#### Dataset excerpts ####
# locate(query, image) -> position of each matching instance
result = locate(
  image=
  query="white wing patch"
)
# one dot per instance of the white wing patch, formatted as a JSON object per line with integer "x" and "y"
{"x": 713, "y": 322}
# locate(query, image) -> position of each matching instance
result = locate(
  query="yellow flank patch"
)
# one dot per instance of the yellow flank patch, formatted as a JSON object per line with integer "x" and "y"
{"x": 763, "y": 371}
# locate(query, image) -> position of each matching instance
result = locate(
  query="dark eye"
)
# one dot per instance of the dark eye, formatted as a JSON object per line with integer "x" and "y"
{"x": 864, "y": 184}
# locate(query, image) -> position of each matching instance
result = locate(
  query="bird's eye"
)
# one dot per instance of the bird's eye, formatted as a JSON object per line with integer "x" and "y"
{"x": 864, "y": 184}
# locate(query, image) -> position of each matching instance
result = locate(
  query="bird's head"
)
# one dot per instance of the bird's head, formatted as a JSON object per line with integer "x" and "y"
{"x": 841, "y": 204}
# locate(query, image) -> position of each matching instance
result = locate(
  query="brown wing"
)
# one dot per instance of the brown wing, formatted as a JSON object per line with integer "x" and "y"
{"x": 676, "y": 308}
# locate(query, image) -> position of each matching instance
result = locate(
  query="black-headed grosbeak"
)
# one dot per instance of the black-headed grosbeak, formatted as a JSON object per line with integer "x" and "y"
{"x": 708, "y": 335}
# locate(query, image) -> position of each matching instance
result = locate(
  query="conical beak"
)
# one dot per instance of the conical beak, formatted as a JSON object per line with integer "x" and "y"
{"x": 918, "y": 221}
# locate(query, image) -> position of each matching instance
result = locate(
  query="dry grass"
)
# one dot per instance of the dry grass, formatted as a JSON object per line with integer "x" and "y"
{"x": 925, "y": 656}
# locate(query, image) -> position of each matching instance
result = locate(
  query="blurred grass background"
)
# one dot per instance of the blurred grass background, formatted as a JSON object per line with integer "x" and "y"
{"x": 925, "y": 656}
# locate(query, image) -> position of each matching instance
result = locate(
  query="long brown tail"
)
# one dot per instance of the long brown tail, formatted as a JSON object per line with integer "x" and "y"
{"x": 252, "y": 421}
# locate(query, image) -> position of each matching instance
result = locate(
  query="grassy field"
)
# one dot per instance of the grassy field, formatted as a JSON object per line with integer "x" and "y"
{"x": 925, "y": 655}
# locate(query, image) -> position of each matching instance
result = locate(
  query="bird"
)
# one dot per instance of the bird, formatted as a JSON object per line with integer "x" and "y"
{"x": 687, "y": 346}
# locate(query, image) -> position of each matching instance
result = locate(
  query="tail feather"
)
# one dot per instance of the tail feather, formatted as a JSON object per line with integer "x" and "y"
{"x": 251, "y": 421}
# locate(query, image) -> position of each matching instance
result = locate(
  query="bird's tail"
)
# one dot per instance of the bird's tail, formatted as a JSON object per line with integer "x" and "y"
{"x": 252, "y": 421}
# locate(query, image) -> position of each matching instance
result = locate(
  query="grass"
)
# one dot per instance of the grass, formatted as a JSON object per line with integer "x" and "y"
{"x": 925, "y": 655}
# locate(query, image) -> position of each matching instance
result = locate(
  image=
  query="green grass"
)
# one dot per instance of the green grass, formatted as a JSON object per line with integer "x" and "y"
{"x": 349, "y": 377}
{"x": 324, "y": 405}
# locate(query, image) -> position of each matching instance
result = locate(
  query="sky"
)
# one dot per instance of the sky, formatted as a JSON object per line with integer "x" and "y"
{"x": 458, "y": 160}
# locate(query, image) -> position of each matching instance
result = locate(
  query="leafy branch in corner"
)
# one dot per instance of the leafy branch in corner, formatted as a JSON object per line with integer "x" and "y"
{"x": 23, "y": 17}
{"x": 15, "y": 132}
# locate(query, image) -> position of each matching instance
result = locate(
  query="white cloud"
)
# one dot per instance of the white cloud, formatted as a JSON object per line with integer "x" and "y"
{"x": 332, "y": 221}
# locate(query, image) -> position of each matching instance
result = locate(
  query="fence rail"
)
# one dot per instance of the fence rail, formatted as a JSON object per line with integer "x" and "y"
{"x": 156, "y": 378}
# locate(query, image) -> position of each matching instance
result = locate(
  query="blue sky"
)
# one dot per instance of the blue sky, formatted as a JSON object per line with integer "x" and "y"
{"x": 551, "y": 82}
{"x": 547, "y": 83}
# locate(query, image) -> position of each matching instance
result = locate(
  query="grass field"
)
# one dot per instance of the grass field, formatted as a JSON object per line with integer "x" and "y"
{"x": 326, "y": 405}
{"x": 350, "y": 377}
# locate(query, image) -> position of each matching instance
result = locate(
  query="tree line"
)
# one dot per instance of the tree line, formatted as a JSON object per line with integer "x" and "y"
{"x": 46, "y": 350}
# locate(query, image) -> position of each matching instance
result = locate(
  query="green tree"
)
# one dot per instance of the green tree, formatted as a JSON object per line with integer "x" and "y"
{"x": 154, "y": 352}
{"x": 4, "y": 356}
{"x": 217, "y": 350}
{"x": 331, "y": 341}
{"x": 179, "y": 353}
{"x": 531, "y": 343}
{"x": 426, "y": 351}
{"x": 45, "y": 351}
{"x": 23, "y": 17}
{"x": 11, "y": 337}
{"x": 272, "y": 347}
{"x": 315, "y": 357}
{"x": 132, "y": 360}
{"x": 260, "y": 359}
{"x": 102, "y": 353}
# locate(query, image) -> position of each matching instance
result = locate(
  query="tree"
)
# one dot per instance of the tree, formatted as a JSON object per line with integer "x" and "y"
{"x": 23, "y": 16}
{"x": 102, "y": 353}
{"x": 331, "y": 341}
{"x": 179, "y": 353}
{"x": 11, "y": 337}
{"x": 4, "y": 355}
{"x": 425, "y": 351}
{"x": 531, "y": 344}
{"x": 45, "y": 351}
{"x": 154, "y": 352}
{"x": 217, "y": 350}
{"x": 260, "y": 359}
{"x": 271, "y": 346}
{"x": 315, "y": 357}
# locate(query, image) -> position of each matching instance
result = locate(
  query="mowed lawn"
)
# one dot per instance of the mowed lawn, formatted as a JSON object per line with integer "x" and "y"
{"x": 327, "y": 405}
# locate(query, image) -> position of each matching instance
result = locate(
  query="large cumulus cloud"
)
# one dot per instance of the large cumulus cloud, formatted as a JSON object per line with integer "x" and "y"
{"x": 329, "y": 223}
####
§ **What is being asked**
Write out every line exactly as it stands.

§ **Exercise output**
# locate(query, image) -> position of each matching instance
result = locate(
  image=
  query="white wing patch"
)
# one dot per instance of the white wing patch, formatted as a JSON object per line with integer "x" and "y"
{"x": 713, "y": 322}
# locate(query, image) -> position of each matching instance
result = locate(
  query="yellow flank patch"
)
# one dot per instance of the yellow flank patch, formatted as a JSON object per line with integer "x" and "y"
{"x": 763, "y": 371}
# locate(query, image) -> position of each matching instance
result = locate(
  query="dark eye"
)
# one dot per instance of the dark eye, formatted as a JSON object per line with integer "x" and "y"
{"x": 864, "y": 184}
# locate(query, image) -> position of each matching instance
result = locate(
  query="bird's eye"
)
# one dot per instance of the bird's eye, formatted as a JSON object per line with integer "x" and "y"
{"x": 864, "y": 184}
# locate(query, image) -> position of each matching instance
result = locate(
  query="bird's head"
)
# one dot per instance of the bird's head, formatted as a JSON object per line with integer "x" and "y"
{"x": 841, "y": 204}
# locate(query, image) -> position of each matching instance
result = locate(
  query="brown wing"
)
# one dot per instance of the brown wing, formatted as a JSON object per line with integer "x" and "y"
{"x": 676, "y": 308}
# locate(query, image) -> position of each matching instance
result = locate(
  query="black-headed grosbeak"
)
# one dot per instance of the black-headed grosbeak, formatted as a JSON object per line with integer "x" and "y"
{"x": 708, "y": 335}
# locate(query, image) -> position of each matching instance
result = locate(
  query="conical beak"
)
# one dot per instance of the conical beak, formatted as a JSON object per line with integer "x" and "y"
{"x": 918, "y": 221}
# locate(query, image) -> position of each matching instance
result = locate(
  query="dry grass"
)
# one dot per instance of the dry grass, formatted as a JSON object per line with integer "x" and "y"
{"x": 925, "y": 656}
# locate(query, image) -> position of each matching instance
result = locate(
  query="blurred grass background"
)
# one dot per instance of the blurred grass background, formatted as a JSON object per line with integer "x" and "y"
{"x": 925, "y": 656}
# locate(query, image) -> position of each matching instance
result = locate(
  query="long brown tail"
)
# one dot per instance of the long brown tail, formatted as a JSON object per line with integer "x" and "y"
{"x": 252, "y": 421}
# locate(query, image) -> position of each matching instance
result = locate(
  query="grassy field"
)
# one dot per instance of the grassy field, formatted as a JSON object per line with integer "x" and "y"
{"x": 925, "y": 655}
# locate(query, image) -> position of each matching instance
result = locate(
  query="bird"
)
# one dot per instance of the bird, formatted as a JSON object per line with integer "x" and "y"
{"x": 687, "y": 346}
# locate(query, image) -> position of each matching instance
result = locate(
  query="tail feather"
)
# one dot per instance of the tail feather, formatted as a JSON object per line with integer "x" and "y"
{"x": 251, "y": 421}
# locate(query, image) -> position of each matching instance
result = locate(
  query="bird's tail"
)
# one dot per instance of the bird's tail, formatted as a JSON object per line with integer "x" and "y"
{"x": 252, "y": 421}
# locate(query, image) -> position of each matching instance
result = locate(
  query="grass"
)
# one dot per instance of the grass, formatted as a JSON object per line with integer "x" and "y"
{"x": 925, "y": 655}
# locate(query, image) -> position of each matching instance
result = locate(
  image=
  query="green grass"
)
# one dot per instance of the green grass, formatted as a JSON object per line with integer "x" and "y"
{"x": 349, "y": 377}
{"x": 324, "y": 405}
# locate(query, image) -> position of each matching instance
result = locate(
  query="sky"
)
# one dot per instance of the sky, formatted as a JSON object per line with integer "x" and "y"
{"x": 458, "y": 160}
# locate(query, image) -> position of each matching instance
result = locate(
  query="leafy branch in corner"
)
# one dot per instance of the leafy branch in corner, formatted as a JSON object per line with integer "x" and "y"
{"x": 23, "y": 17}
{"x": 15, "y": 132}
# locate(query, image) -> position of each matching instance
result = locate(
  query="white cloud"
)
# one dot per instance of the white cloud, formatted as a JSON object per line with integer "x" and "y"
{"x": 332, "y": 221}
# locate(query, image) -> position of each matching instance
result = locate(
  query="fence rail"
)
# one dot per instance of the fence rail, formatted as a JSON object per line with integer "x" and "y"
{"x": 156, "y": 378}
# locate(query, image) -> position of each matching instance
result = locate(
  query="blue sky"
)
# one dot per instance of the blue sky, formatted as a JSON object per line with integer "x" and "y"
{"x": 551, "y": 82}
{"x": 547, "y": 83}
# locate(query, image) -> position of each matching instance
result = locate(
  query="grass field"
)
# one dot per instance of the grass field, formatted as a JSON object per line with integer "x" and "y"
{"x": 326, "y": 405}
{"x": 350, "y": 377}
# locate(query, image) -> position of each matching instance
result = locate(
  query="tree line"
)
# one dot per instance of the tree line, formatted as a JSON object per line with integer "x" and "y"
{"x": 46, "y": 350}
# locate(query, image) -> position of each matching instance
result = locate(
  query="green tree"
)
# one dot per instance of the green tree, formatted as a JSON object per line with integer "x" and "y"
{"x": 154, "y": 352}
{"x": 4, "y": 356}
{"x": 217, "y": 350}
{"x": 331, "y": 341}
{"x": 179, "y": 353}
{"x": 531, "y": 343}
{"x": 426, "y": 351}
{"x": 45, "y": 351}
{"x": 23, "y": 17}
{"x": 11, "y": 337}
{"x": 272, "y": 347}
{"x": 315, "y": 357}
{"x": 132, "y": 360}
{"x": 260, "y": 359}
{"x": 102, "y": 353}
# locate(query, image) -> position of each matching instance
result = locate(
  query="tree"
)
# one dot per instance of the tree, formatted as a JSON object per line with integer "x" and "y"
{"x": 23, "y": 16}
{"x": 102, "y": 353}
{"x": 331, "y": 341}
{"x": 179, "y": 353}
{"x": 11, "y": 337}
{"x": 4, "y": 355}
{"x": 425, "y": 351}
{"x": 531, "y": 344}
{"x": 45, "y": 351}
{"x": 154, "y": 352}
{"x": 217, "y": 350}
{"x": 260, "y": 359}
{"x": 271, "y": 346}
{"x": 315, "y": 357}
# locate(query, image) -> position of each matching instance
result = locate(
  query="mowed lawn"
)
# one dot per instance of the mowed lawn, formatted as a JSON object per line with integer "x" and "y"
{"x": 327, "y": 405}
# locate(query, image) -> position of each matching instance
result = locate(
  query="large cumulus cloud"
)
# one dot per instance of the large cumulus cloud, formatted as a JSON object per line with integer "x" and "y"
{"x": 329, "y": 223}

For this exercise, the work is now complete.